* [Description of the task]: Everything from the line with "If you could mark the mountain" through the last line of the records below should be copied exactly, both ends included.
# # # # #
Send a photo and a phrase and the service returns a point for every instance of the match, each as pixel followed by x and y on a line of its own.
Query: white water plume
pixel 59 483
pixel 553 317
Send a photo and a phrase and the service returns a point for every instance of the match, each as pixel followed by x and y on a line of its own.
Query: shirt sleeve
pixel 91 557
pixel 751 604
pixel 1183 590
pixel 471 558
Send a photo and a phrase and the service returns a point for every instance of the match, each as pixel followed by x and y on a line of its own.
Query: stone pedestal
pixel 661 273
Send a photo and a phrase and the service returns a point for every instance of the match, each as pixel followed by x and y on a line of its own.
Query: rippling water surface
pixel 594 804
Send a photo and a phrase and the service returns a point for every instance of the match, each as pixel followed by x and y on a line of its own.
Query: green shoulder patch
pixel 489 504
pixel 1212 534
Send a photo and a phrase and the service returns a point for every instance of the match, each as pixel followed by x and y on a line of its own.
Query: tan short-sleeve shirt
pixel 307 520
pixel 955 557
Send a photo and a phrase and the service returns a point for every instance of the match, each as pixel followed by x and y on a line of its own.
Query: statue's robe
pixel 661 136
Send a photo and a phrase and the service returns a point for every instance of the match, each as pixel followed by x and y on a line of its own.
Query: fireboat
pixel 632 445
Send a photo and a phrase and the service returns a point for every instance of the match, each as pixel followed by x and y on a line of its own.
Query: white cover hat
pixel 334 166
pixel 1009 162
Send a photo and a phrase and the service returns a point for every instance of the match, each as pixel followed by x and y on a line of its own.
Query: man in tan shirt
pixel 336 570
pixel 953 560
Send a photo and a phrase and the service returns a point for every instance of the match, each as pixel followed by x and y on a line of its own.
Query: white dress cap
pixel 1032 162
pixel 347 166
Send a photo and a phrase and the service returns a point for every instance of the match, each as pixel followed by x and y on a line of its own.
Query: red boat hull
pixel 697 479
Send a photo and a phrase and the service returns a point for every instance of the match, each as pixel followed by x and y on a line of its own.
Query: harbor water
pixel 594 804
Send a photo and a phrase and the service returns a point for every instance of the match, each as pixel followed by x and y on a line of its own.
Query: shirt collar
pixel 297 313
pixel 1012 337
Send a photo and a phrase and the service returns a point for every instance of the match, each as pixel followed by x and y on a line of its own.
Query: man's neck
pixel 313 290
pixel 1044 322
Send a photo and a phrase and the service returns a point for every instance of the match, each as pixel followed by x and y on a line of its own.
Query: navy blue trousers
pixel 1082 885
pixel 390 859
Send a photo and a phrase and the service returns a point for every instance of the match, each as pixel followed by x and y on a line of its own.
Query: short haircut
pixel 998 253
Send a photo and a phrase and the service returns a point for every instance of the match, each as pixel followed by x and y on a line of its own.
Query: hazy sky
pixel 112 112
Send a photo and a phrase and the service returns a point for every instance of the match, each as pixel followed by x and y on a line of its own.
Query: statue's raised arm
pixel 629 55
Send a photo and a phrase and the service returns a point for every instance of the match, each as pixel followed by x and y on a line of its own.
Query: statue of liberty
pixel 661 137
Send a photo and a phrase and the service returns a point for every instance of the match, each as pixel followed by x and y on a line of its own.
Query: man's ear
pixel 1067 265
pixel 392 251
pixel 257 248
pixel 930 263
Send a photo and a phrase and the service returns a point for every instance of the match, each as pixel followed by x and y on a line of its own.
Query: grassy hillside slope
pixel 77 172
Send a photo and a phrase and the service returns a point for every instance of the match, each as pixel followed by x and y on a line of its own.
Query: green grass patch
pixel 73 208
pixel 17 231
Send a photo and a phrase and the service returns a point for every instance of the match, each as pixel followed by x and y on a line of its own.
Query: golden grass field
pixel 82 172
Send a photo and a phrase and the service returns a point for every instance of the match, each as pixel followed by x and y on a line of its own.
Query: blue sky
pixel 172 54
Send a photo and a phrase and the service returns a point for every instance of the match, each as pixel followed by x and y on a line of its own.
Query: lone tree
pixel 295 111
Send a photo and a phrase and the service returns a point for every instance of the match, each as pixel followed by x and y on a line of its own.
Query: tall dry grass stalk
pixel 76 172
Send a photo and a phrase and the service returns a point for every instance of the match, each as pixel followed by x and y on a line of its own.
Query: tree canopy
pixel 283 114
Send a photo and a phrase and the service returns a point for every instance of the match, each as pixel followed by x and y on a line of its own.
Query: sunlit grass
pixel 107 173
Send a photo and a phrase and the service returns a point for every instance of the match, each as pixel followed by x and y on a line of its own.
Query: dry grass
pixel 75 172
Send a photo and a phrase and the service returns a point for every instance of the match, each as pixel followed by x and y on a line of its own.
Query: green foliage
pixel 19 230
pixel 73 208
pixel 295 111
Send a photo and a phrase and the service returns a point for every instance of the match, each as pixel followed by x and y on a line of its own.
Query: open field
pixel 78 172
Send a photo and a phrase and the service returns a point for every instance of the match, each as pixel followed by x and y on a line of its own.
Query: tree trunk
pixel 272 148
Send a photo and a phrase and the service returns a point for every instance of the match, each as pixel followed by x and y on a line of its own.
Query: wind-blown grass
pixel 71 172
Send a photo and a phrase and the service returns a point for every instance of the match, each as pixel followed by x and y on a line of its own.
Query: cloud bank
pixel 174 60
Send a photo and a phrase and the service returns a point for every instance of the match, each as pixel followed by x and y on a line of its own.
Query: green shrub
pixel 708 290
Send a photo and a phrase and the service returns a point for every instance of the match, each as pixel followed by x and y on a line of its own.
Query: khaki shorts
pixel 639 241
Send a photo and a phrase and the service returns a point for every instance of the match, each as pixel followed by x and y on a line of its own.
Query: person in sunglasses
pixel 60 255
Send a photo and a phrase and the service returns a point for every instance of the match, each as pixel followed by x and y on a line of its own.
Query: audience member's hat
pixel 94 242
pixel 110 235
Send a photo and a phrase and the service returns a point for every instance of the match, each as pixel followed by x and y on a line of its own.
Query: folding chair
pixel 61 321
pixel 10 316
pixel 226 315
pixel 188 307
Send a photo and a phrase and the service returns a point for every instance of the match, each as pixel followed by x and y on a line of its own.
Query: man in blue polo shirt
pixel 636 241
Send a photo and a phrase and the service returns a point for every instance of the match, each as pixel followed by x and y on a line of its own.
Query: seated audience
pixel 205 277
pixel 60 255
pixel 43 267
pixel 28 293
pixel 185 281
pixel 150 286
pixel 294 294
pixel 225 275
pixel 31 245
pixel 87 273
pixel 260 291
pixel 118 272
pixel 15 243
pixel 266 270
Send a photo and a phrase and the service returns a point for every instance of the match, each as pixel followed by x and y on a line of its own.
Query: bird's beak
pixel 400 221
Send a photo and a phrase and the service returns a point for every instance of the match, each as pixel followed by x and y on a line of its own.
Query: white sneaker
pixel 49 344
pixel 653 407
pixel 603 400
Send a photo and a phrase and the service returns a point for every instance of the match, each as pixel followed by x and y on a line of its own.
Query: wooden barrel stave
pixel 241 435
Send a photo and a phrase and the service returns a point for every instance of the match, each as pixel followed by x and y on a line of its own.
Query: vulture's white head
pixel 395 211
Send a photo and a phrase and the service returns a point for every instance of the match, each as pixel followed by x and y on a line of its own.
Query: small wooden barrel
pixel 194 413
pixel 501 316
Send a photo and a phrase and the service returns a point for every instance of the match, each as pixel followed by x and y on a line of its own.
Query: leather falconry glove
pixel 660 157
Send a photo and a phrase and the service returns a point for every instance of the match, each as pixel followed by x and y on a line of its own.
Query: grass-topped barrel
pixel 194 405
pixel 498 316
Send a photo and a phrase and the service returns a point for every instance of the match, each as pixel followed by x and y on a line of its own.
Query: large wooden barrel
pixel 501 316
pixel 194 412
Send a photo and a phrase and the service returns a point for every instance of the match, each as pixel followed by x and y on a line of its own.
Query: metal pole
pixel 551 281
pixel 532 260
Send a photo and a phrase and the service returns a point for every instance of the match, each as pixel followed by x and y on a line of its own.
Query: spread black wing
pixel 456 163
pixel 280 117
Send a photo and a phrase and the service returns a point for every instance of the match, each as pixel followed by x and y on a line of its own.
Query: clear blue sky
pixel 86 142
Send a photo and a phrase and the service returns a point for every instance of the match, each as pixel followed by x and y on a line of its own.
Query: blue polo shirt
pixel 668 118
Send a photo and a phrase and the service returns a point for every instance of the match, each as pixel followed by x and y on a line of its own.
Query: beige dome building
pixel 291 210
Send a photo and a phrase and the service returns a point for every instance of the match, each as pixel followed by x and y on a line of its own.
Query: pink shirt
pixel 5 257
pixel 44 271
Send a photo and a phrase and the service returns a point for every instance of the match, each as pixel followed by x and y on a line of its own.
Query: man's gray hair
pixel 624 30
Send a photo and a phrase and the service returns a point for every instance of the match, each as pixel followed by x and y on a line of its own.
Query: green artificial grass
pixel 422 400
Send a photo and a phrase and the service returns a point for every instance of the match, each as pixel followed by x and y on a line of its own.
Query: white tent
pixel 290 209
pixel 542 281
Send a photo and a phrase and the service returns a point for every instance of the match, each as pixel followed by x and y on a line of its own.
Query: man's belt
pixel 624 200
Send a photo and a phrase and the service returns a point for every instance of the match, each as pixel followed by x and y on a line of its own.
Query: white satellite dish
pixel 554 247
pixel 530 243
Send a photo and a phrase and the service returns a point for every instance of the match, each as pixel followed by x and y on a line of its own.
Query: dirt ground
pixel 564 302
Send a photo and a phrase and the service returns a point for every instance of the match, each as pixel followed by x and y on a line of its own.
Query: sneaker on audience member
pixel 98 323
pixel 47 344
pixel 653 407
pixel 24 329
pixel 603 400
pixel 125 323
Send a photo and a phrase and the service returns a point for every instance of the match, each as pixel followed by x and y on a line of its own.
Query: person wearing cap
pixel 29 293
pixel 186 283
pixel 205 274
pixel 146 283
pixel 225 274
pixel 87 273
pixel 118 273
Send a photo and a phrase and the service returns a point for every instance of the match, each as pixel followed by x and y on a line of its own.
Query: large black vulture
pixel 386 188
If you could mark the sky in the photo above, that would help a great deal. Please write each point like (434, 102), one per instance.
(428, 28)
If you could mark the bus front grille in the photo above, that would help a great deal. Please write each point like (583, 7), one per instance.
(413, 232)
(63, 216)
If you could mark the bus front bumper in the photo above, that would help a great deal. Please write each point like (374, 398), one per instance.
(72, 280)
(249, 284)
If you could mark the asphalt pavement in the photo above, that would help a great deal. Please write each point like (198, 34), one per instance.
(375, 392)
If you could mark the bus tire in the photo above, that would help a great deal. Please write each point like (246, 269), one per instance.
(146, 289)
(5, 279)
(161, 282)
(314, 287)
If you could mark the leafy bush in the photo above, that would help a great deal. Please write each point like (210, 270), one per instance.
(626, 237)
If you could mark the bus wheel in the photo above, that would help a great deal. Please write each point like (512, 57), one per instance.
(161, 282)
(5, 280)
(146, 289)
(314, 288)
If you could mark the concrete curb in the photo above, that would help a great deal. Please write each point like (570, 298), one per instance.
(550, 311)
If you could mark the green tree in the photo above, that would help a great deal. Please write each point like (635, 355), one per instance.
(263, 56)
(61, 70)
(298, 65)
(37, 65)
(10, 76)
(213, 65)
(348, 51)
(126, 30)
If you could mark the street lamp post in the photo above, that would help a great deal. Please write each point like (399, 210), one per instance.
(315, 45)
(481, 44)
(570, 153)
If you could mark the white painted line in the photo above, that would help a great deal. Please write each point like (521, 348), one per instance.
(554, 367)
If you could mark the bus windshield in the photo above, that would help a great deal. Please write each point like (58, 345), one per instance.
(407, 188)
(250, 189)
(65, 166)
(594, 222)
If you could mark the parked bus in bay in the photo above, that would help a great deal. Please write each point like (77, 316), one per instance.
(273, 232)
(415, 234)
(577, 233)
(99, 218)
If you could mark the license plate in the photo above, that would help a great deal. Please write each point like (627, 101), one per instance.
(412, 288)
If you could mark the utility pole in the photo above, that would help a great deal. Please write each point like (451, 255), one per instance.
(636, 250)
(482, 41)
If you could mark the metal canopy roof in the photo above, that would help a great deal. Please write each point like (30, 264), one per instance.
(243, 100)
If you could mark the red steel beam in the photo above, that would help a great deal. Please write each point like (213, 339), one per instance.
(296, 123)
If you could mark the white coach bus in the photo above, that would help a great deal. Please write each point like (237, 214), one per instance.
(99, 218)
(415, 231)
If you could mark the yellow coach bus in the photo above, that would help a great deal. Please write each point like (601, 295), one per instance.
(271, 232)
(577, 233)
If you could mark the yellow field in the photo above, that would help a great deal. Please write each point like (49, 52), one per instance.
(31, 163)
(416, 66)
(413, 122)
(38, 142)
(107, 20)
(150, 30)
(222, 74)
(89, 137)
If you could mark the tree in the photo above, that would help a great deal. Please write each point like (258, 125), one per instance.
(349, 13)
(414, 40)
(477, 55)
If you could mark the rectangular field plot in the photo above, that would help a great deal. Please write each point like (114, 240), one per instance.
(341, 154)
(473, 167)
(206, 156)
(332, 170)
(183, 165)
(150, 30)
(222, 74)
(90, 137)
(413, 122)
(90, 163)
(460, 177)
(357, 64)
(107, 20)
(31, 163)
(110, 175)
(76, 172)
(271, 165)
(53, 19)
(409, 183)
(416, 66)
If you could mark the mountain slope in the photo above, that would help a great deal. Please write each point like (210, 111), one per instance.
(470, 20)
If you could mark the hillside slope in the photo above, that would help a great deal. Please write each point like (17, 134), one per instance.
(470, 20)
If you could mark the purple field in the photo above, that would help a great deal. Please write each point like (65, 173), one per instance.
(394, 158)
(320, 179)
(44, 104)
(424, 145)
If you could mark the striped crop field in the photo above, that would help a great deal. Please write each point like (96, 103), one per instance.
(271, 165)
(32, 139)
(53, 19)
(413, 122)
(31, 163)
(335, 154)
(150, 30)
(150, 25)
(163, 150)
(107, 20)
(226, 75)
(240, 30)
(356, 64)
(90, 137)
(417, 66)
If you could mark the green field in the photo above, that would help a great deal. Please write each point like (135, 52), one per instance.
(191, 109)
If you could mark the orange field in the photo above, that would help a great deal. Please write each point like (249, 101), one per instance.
# # # # #
* [Solution below]:
If you could mark the mountain slope in the photo above, that would help a great deal. Please write each point like (210, 111), one per instance.
(470, 20)
If you could mark the hillside slope in the photo above, that would help a great deal. Please write each point like (17, 134), one per instance.
(470, 20)
If you could mark the purple field in the photo above, that would help a great deal. Please write each point like (65, 173), one per instance.
(394, 158)
(320, 179)
(44, 104)
(424, 145)
If you could mark the striped crop field in the photo above, that would help a great deal. Please write each point like (96, 103), one per instance.
(271, 165)
(32, 139)
(53, 19)
(413, 122)
(31, 163)
(335, 154)
(150, 30)
(150, 25)
(163, 150)
(107, 20)
(226, 75)
(240, 30)
(356, 64)
(90, 137)
(417, 66)
If you could mark the green field in the photo above, that would help a great deal. Please write each point like (135, 52), one per instance.
(191, 109)
If you could mark the orange field in the photo above, that would help a great deal. Please write each point like (249, 101), one per instance.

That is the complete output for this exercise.